Data supplied:
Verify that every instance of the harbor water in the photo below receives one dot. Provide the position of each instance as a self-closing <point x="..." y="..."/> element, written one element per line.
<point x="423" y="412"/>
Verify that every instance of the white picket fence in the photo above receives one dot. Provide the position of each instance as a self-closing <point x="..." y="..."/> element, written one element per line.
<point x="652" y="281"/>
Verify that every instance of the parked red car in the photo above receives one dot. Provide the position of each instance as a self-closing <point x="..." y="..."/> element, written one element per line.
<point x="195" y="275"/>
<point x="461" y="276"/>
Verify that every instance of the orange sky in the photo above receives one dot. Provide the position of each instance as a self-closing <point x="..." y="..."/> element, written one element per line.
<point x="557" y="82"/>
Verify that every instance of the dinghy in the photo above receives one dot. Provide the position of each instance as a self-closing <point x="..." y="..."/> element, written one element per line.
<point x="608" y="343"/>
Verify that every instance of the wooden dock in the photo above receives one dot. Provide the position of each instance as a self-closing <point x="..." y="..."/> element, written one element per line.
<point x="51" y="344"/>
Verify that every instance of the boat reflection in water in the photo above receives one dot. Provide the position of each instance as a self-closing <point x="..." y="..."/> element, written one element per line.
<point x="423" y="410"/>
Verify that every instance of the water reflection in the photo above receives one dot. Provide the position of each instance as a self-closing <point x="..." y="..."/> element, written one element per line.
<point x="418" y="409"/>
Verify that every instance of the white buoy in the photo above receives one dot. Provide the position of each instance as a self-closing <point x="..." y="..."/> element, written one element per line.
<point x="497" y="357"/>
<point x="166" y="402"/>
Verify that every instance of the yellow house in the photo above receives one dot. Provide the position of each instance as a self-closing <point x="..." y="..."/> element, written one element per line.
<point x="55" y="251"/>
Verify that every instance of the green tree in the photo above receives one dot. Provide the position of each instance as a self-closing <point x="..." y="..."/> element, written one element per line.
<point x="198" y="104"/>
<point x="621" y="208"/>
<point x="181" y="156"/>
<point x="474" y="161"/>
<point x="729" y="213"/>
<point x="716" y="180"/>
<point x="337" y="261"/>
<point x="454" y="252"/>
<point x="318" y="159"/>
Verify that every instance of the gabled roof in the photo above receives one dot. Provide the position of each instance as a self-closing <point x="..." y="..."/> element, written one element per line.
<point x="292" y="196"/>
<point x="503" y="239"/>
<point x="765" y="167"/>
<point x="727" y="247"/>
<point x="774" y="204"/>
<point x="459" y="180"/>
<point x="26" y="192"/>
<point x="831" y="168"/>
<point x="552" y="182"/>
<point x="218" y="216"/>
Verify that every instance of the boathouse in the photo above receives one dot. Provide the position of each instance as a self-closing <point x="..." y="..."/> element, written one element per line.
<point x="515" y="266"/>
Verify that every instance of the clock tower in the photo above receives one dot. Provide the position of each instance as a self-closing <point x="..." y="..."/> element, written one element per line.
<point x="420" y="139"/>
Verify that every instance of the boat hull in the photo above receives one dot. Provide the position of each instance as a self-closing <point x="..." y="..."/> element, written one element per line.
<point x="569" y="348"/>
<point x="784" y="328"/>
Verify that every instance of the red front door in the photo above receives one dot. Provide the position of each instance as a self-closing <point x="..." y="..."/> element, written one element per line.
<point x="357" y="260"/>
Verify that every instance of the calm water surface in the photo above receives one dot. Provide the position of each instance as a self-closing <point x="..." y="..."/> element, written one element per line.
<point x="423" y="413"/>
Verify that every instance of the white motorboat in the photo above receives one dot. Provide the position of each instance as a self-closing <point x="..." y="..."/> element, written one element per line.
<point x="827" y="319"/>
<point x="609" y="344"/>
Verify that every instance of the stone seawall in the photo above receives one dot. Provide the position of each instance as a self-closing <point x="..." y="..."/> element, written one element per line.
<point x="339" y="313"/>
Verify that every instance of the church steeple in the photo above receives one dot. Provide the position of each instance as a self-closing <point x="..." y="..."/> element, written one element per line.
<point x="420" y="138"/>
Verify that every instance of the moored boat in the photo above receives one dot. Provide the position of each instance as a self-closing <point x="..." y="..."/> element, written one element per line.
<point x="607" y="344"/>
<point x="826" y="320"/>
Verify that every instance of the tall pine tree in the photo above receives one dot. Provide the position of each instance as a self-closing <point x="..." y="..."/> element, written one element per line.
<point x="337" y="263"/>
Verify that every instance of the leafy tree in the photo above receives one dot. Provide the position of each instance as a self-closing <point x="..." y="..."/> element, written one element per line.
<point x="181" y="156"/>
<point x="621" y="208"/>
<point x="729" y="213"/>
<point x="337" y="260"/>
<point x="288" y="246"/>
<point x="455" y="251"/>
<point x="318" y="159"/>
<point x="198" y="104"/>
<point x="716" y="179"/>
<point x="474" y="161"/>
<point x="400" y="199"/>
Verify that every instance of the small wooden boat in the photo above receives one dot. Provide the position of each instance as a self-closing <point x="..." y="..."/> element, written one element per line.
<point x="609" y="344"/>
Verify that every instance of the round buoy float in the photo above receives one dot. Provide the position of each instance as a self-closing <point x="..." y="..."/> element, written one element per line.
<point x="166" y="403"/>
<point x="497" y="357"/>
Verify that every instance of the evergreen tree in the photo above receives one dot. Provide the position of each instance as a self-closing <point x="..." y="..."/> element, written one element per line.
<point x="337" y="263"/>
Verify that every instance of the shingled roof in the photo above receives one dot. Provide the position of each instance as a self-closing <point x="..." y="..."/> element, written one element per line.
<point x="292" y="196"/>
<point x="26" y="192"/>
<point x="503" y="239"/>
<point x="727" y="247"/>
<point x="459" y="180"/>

Work to be completed:
An exact reproduction of the listing is needed.

Exercise output:
Verify that every instance of the harbor water in the photo below receives one dot. Provide the position of each instance as a self-closing <point x="..." y="..."/> element, written one element per line.
<point x="423" y="412"/>
Verify that every instance of the white picket fence in the photo above receives one dot. Provide the position of each instance as a self-closing <point x="..." y="..."/> element, written one element per line.
<point x="652" y="281"/>
Verify that every instance of the parked red car in the photo above receives one dot. Provide the position of each instance as a self-closing <point x="..." y="..."/> element, written one element per line.
<point x="195" y="275"/>
<point x="461" y="276"/>
Verify that every instance of the orange sky in the photo above receives one dot. Provide the position of each instance as a self-closing <point x="..." y="..."/> element, written one element per line.
<point x="557" y="82"/>
Verify that every instance of the dinghy in the photo above receives one dot. Provide the position of each instance as a self-closing <point x="..." y="..."/> element, written one element per line.
<point x="608" y="343"/>
Verify that every instance of the wooden dock in the photo above receives one dot. Provide the position of each instance as a self-closing <point x="..." y="..."/> element, written one element per line.
<point x="51" y="344"/>
Verify that every instance of the boat reflection in water in the photo above receives one dot. Provide the position of each instance as a self-closing <point x="..." y="..."/> element, written one element per line.
<point x="423" y="410"/>
Verify that every instance of the water reflection in the photo above receives one dot. Provide the position of each instance as a self-closing <point x="..." y="..."/> element, written one element per line.
<point x="418" y="409"/>
Verify that every instance of the white buoy in the photo above receives one dot. Provide the position of each instance as a self-closing <point x="..." y="..."/> element, written one element per line.
<point x="497" y="357"/>
<point x="166" y="402"/>
Verify that every instance of the yellow house in the photo above receives one dot. Provide the position of each instance as a self-closing <point x="..." y="..."/> element, written one element per line.
<point x="55" y="251"/>
Verify that every instance of the green tree in the photo above receives one dot. Provide the position of each instance as a self-closing <point x="..." y="..."/> element, written one element per line.
<point x="198" y="104"/>
<point x="621" y="208"/>
<point x="181" y="156"/>
<point x="474" y="161"/>
<point x="729" y="213"/>
<point x="716" y="180"/>
<point x="337" y="261"/>
<point x="454" y="252"/>
<point x="318" y="159"/>
Verify that every instance of the gabled roof in the photo above receives one dot. Provide the position of each instance as a self-closing <point x="..." y="..."/> element, written one element per line.
<point x="292" y="196"/>
<point x="503" y="239"/>
<point x="765" y="167"/>
<point x="727" y="247"/>
<point x="774" y="204"/>
<point x="459" y="180"/>
<point x="26" y="192"/>
<point x="831" y="168"/>
<point x="552" y="182"/>
<point x="218" y="216"/>
Verify that every instance of the boathouse in the photo above receives one dot. Provide the position of each instance as a self-closing <point x="..." y="..."/> element, written one element per line.
<point x="515" y="266"/>
Verify that every instance of the clock tower in the photo above receives one dot. Provide the position of each instance as a self-closing <point x="..." y="..."/> element, written one element per line.
<point x="420" y="139"/>
Verify that every instance of the boat hull in the photo above receives one dot. Provide the position of each instance as a self-closing <point x="..." y="..."/> element, written one element per line.
<point x="569" y="348"/>
<point x="784" y="328"/>
Verify that every instance of the red front door in the photo above receives one dot. Provide the position of each instance as a self-closing <point x="..." y="..."/> element, written one element per line.
<point x="357" y="260"/>
Verify that every instance of the calm water surface in the photo above receives one dot. Provide the position of each instance as a self-closing <point x="..." y="..."/> element, written one element per line.
<point x="423" y="413"/>
Verify that every instance of the white motorboat in the photo above receives one dot. Provide the position of each instance as a self-closing <point x="..." y="..."/> element, written one element per line.
<point x="827" y="319"/>
<point x="609" y="344"/>
Verify that every instance of the stone seawall in the photo above receives one dot. Provide the position of each instance as a self-closing <point x="..." y="..."/> element, written one element per line.
<point x="339" y="313"/>
Verify that every instance of the church steeple in the photo above receives one dot. Provide the position of each instance as a self-closing <point x="..." y="..."/> element, written one element per line.
<point x="420" y="138"/>
Verify that every instance of the moored boat in the photo above receives one dot. Provide the position of each instance as a self-closing <point x="..." y="..."/> element, written one element per line.
<point x="607" y="344"/>
<point x="826" y="320"/>
Verify that every instance of the tall pine tree in the photo above receives one dot. Provide the position of each instance as a self-closing <point x="..." y="..."/> element, written one element per line.
<point x="337" y="263"/>
Verify that every instance of the leafy tree in the photo above receives one dot. Provide the position of each instance as a self-closing <point x="..." y="..."/> element, written one element per line.
<point x="181" y="156"/>
<point x="621" y="208"/>
<point x="729" y="213"/>
<point x="337" y="260"/>
<point x="288" y="246"/>
<point x="455" y="251"/>
<point x="318" y="159"/>
<point x="198" y="104"/>
<point x="716" y="179"/>
<point x="474" y="161"/>
<point x="400" y="199"/>
Verify that every instance of the small wooden boat in the photo above receives one dot. Provide the position of each instance as a self-closing <point x="..." y="..."/> element, written one element per line.
<point x="609" y="344"/>
Verify that every instance of the round buoy float in the photo above receives one dot. Provide the position of each instance as a self-closing <point x="..." y="..."/> element, written one element per line.
<point x="166" y="403"/>
<point x="497" y="357"/>
Verify that every instance of the evergreen tree in the photo above receives one dot. Provide the position of each instance as a self-closing <point x="..." y="..."/> element, written one element per line.
<point x="337" y="263"/>
Verify that every instance of the shingled roof in the photo above receives one dot. Provide the position of each instance as a self-closing <point x="..." y="..."/> element, written one element per line.
<point x="292" y="196"/>
<point x="26" y="192"/>
<point x="503" y="239"/>
<point x="727" y="247"/>
<point x="459" y="180"/>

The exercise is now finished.